== Work to complete ==
Copy each of the entries below faithfully, setting aside any pictures.

== Listed records ==
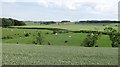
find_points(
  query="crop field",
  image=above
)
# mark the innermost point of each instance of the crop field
(74, 39)
(74, 27)
(58, 55)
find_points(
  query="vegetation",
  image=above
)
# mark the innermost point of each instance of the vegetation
(91, 39)
(11, 22)
(114, 38)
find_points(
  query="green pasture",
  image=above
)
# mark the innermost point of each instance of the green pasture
(73, 27)
(73, 39)
(57, 55)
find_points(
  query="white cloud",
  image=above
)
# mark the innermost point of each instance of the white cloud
(91, 6)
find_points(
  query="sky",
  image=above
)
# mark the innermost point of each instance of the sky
(57, 10)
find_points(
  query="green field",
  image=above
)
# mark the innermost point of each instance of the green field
(58, 55)
(75, 40)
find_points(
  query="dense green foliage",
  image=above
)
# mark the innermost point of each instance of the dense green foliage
(58, 55)
(11, 22)
(114, 38)
(90, 40)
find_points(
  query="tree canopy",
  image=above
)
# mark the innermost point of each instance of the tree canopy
(11, 22)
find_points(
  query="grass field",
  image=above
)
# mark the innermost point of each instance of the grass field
(75, 40)
(58, 55)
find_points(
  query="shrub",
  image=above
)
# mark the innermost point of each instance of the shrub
(90, 40)
(27, 34)
(49, 43)
(34, 42)
(39, 38)
(66, 41)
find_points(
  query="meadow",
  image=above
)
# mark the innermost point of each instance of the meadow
(58, 55)
(73, 39)
(61, 48)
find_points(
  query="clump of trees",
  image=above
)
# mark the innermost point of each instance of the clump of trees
(11, 22)
(115, 38)
(90, 40)
(39, 39)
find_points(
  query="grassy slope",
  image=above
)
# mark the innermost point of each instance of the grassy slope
(75, 40)
(43, 54)
(74, 27)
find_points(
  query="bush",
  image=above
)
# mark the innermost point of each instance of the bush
(7, 37)
(90, 40)
(34, 42)
(66, 41)
(27, 34)
(39, 38)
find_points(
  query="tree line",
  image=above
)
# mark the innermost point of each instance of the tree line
(11, 22)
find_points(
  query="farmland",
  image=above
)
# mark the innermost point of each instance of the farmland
(18, 35)
(58, 55)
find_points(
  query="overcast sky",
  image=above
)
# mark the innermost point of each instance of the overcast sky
(73, 10)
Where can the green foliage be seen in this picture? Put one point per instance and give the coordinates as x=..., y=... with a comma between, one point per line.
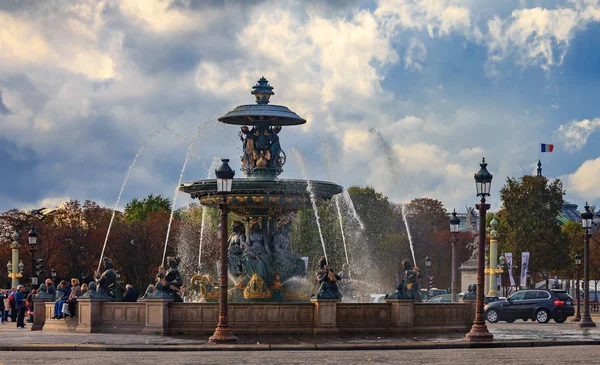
x=530, y=205
x=139, y=210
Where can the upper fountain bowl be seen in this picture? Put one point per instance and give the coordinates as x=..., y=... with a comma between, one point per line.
x=262, y=113
x=262, y=197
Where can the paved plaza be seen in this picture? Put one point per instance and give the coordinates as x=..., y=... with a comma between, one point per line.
x=543, y=355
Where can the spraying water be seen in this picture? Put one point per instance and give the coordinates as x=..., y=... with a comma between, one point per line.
x=337, y=205
x=409, y=235
x=348, y=201
x=112, y=218
x=212, y=168
x=187, y=156
x=313, y=199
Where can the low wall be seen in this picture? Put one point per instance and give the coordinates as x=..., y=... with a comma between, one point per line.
x=318, y=316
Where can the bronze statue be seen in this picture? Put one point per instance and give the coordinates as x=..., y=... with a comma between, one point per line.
x=237, y=241
x=328, y=280
x=107, y=282
x=170, y=282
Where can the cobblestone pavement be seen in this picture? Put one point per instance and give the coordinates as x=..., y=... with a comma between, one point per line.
x=544, y=355
x=10, y=336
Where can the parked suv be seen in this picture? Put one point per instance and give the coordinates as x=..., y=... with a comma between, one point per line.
x=540, y=304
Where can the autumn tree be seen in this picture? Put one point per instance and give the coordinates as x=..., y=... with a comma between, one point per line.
x=530, y=205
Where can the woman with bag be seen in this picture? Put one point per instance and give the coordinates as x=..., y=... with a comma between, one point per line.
x=68, y=309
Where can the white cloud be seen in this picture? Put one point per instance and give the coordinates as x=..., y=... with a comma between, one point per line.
x=538, y=36
x=438, y=17
x=415, y=55
x=584, y=181
x=574, y=134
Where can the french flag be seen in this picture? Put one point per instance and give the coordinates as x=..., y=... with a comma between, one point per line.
x=547, y=147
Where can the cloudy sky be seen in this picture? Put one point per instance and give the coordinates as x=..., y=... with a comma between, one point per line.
x=406, y=96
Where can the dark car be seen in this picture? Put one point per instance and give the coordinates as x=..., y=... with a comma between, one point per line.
x=539, y=304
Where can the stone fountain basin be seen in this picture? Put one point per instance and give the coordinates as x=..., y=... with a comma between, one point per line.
x=262, y=197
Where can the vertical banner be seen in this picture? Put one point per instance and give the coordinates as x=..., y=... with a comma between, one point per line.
x=508, y=256
x=524, y=268
x=499, y=280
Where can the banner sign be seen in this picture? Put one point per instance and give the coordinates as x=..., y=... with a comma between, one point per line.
x=524, y=268
x=508, y=257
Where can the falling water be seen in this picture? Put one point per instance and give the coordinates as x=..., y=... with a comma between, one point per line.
x=313, y=199
x=348, y=201
x=187, y=156
x=212, y=167
x=112, y=218
x=337, y=205
x=409, y=236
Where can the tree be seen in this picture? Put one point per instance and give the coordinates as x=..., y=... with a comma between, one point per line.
x=528, y=222
x=428, y=224
x=138, y=210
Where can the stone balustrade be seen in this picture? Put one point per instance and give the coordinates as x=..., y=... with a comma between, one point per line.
x=159, y=316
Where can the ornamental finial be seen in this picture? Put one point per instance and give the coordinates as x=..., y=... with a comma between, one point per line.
x=262, y=91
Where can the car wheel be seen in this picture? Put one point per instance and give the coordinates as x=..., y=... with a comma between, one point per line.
x=542, y=316
x=560, y=319
x=491, y=315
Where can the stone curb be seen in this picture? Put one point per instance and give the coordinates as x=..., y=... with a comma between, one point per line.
x=299, y=347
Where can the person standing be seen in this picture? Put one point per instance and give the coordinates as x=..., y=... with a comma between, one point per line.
x=2, y=307
x=20, y=306
x=11, y=301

== Result of this task ==
find_points(
  query="crop field",
  image=above
)
# mark the innermost point of each instance of the crop field
(74, 39)
(74, 27)
(58, 55)
find_points(
  query="vegetation",
  image=above
)
# mark the innermost point of each instance of the vegetation
(91, 39)
(11, 22)
(114, 38)
find_points(
  query="green pasture",
  image=above
)
# mark the innermost point of each instance of the green pasture
(73, 27)
(73, 39)
(57, 55)
find_points(
  query="white cloud",
  image=above
)
# mark the innermost point of each instance of the white cloud
(91, 6)
find_points(
  query="sky",
  image=above
)
# mark the innermost point of each instance of the sky
(57, 10)
find_points(
  query="green field",
  image=above
)
# mark the innermost point of each instance of the green field
(58, 55)
(75, 40)
find_points(
  query="dense green foliage",
  image=above
)
# mark the innermost point of each instance of the dense green foliage
(58, 55)
(11, 22)
(114, 38)
(90, 40)
find_points(
  query="tree canopy",
  image=above
)
# mark the innermost point of each instance of the tree canopy
(11, 22)
find_points(
  query="grass field",
  image=above
)
# mark the innermost point of each instance of the grass field
(75, 40)
(58, 55)
find_points(
  query="shrub",
  image=above
)
# mark the innermost point of each instance of the shrub
(90, 40)
(27, 34)
(49, 43)
(34, 42)
(39, 38)
(66, 41)
find_points(
  query="meadow",
  image=above
)
# mark the innermost point of each instance of the meadow
(58, 55)
(73, 39)
(61, 48)
find_points(
  query="clump of trees",
  image=above
)
# mark the innermost point of each instance of the clump of trees
(11, 22)
(115, 38)
(90, 40)
(39, 39)
find_points(
  query="grassy slope",
  image=above
)
# mark the innermost point of each instance of the grassy slope
(75, 40)
(43, 54)
(74, 27)
find_points(
  query="bush",
  image=above
)
# mark the innermost point of each instance of the bush
(7, 37)
(90, 40)
(34, 42)
(66, 41)
(27, 34)
(39, 38)
find_points(
  query="tree line",
  image=above
)
# mark the innermost point of each instance of the tree line
(11, 22)
find_points(
  query="farmland",
  image=above
)
# mark the innermost point of each instance of the farmland
(18, 35)
(58, 55)
find_points(
  query="overcast sky",
  image=above
)
# mark the innermost point of each instance of the overcast sky
(73, 10)
Where can the green foliage be seen in this picture? Put one point per instance and give the coordinates as x=..., y=... with a comma between, one point per line.
x=530, y=205
x=139, y=210
Where can the upper fountain bowl be seen in this picture? Put one point per instance and give the coordinates as x=..., y=... with a comma between, one point per line.
x=262, y=113
x=262, y=197
Where can the paved plaza be seen in this picture? Put one point per instance and give the coordinates as x=..., y=... with a comma between, one point per line.
x=543, y=355
Where can the spraying water be seen in this picture? Put one point per instance and give the coordinates as x=..., y=... with a comma between, one point per line.
x=337, y=205
x=409, y=235
x=348, y=201
x=112, y=218
x=212, y=168
x=187, y=156
x=313, y=199
Where can the low wall be seen in this picture? Put one point per instance and give the coordinates as x=..., y=... with a comma between, one point per line.
x=318, y=316
Where can the bronze statue be seen in this picture? Put one point per instance and give the coordinates as x=..., y=... with a comma between, one point per line.
x=237, y=241
x=328, y=280
x=107, y=282
x=170, y=282
Where can the cobblestone pavement be seen in this picture? Put one point per instance and give the coordinates as x=..., y=... with a comma between, one point per line.
x=544, y=355
x=10, y=336
Where can the parked suv be seen in this picture? Put one point per instance and give the coordinates as x=..., y=... with a comma between, one point per line.
x=540, y=304
Where can the autumn tree be seen in this picture? Put one point per instance and give the coordinates as x=..., y=... with a comma between, one point per line.
x=530, y=205
Where can the woman with bag be seen in this picture? Put one point per instance and give the coordinates as x=..., y=... with a comma between, one point per line.
x=68, y=309
Where can the white cloud be seen in this picture? Put one point per instance and give the coordinates as x=..., y=... with a comma between, one point per line.
x=538, y=36
x=438, y=17
x=415, y=55
x=584, y=181
x=574, y=134
Where can the french flag be seen in this picture? Put one point per instance and give the coordinates as x=..., y=... with a comma between, one point per line.
x=547, y=147
Where can the cloudy sky be seen in this picture? Put one point per instance and give the coordinates as x=..., y=... with a comma between, one point per line.
x=406, y=96
Where can the dark car be seen in this picture? Put one point per instance and give the coordinates as x=..., y=... with a comma between, one point per line.
x=539, y=304
Where can the stone fountain basin be seen in this picture? Put one point per instance and give the coordinates as x=..., y=... with a comma between, one point per line.
x=262, y=197
Where can the vertical banner be seen in this picture? Put one point per instance and give the coordinates as x=..., y=... with a comma between, one point per line.
x=508, y=256
x=524, y=268
x=499, y=280
Where can the banner sign be seen in this picture? Put one point per instance and give the coordinates as x=..., y=... with a comma between, one point per line.
x=524, y=268
x=508, y=257
Where can the falling water be seen in this picture? Put one point per instance and give the coordinates as x=..., y=... with a comma between, one point per line.
x=313, y=199
x=348, y=201
x=187, y=156
x=212, y=167
x=112, y=218
x=337, y=205
x=409, y=236
Where can the tree be seen in this picture? Put one point per instance and give the coordinates as x=..., y=... with a comma between, one point per line.
x=528, y=222
x=428, y=224
x=138, y=210
Where can the stone balustrade be seen in this picture? Put one point per instance and give the coordinates as x=..., y=... with a comma between, one point per line.
x=159, y=316
Where can the ornamental finial be seen in this picture? Put one point per instance and give the coordinates as x=..., y=... with a comma between, one point per line.
x=262, y=91
Where can the car wheel be seen in this picture? Put one point per instance and give the coordinates as x=..., y=... with a comma between, one point per line.
x=542, y=316
x=560, y=319
x=491, y=315
Where can the stone curb be seen in this picture? Put one point per instance and give the coordinates as x=..., y=... with a comma between, one point per line.
x=299, y=347
Where can the person standing be seen in this picture? Put one point per instance and give the coordinates as x=..., y=... with a comma between, one point per line.
x=2, y=307
x=20, y=306
x=11, y=301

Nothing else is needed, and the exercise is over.